Huggingface-hub

Latest version: v0.23.4

Safety actively analyzes 640072 Python packages for vulnerabilities to keep your Python projects secure.

Scan your dependencies

Page 6 of 14

0.15.1

InferenceClient

We introduce [`InferenceClient`](https://huggingface.co/docs/huggingface_hub/main/en/package_reference/inference_client#huggingface_hub.InferenceClient), a new client to run inference on the Hub. The objective is to:
- support both [InferenceAPI](https://huggingface.co/docs/api-inference/index) and [Inference Endpoints](https://huggingface.co/docs/inference-endpoints/index) services in a single client.
- offer a nice interface with:
- 1 method per task (e.g. `summary = client.summarization("this is a long text")`)
- 1 default model per task (i.e. easy to prototype)
- explicit and documented parameters
- convenient binary inputs (from url, path, file-like object,...)
- be flexible and support custom requests if needed

Check out the [Inference guide](https://huggingface.co/docs/huggingface_hub/main/en/guides/inference) to get a complete overview.

python
>>> from huggingface_hub import InferenceClient
>>> client = InferenceClient()

>>> image = client.text_to_image("An astronaut riding a horse on the moon.")
>>> image.save("astronaut.png")

>>> client.image_classification("https://upload.wikimedia.org/wikipedia/commons/thumb/4/43/Cute_dog.jpg/320px-Cute_dog.jpg")
[{'score': 0.9779096841812134, 'label': 'Blenheim spaniel'}, ...]


The short-term goal is to add support for more tasks (here is the [current list](https://huggingface.co/docs/huggingface_hub/main/en/guides/inference#supported-tasks)), especially text-generation and handle `asyncio` calls. The mid-term goal is to deprecate and replace `InferenceAPI`.

* Enhanced `InferenceClient` by Wauplin in 1474

Non-blocking uploads

It is now possible to run HfApi calls in the background! The goal is to make it easier to upload files periodically without blocking the main thread during a training. The was previously possible when using `Repository` but is now available for HTTP-based methods like `upload_file`, `upload_folder` and `create_commit`. If `run_as_future=True` is passed:
- the job is queued in a background thread. Only 1 worker is spawned to ensure no race condition. The goal is NOT to speed up a process by parallelizing concurrent calls to the Hub.

[Material supplied]
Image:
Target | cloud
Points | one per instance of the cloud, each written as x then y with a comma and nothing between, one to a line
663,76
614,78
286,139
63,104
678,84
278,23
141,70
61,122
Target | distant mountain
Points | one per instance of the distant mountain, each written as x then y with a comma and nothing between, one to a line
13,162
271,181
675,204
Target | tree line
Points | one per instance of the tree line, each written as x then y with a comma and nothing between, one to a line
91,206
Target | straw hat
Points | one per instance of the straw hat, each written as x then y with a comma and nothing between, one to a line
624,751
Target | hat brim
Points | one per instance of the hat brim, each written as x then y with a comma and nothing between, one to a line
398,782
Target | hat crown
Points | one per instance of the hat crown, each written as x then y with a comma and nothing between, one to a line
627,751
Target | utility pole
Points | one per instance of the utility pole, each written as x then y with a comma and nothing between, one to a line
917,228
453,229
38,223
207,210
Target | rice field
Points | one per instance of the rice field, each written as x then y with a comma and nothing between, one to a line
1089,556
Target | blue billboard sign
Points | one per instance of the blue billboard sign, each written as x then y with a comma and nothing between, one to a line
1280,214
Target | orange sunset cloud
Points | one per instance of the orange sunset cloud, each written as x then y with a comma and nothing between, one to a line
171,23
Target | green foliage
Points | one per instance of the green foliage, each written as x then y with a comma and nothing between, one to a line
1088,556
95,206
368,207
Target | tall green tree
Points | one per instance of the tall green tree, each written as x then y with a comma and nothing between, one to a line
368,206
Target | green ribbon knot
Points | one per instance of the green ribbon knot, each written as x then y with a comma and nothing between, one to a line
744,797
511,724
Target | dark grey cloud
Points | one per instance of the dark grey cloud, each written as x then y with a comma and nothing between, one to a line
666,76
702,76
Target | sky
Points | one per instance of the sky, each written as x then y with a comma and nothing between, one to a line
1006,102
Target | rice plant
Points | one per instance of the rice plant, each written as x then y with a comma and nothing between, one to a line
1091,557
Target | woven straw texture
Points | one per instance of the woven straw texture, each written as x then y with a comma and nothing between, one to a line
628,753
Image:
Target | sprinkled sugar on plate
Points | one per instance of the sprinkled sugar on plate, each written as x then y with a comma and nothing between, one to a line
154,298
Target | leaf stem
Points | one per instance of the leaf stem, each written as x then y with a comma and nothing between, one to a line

[Task brief] Please reproduce the passage of the huggingface_hub release notes starting at "- explicit and" and ending at "client = InferenceClient()". The lines are separate material and have nothing to do with the huggingface_hub release notes.

[Final result]
- explicit and documented parameters
- convenient binary inputs (from url, path, file-like object,...)
- be flexible and support custom requests if needed

Check out the [Inference guide](https://huggingface.co/docs/huggingface_hub/main/en/guides/inference) to get a complete overview.

python
>>> from huggingface_hub import InferenceClient
>>> client = InferenceClient()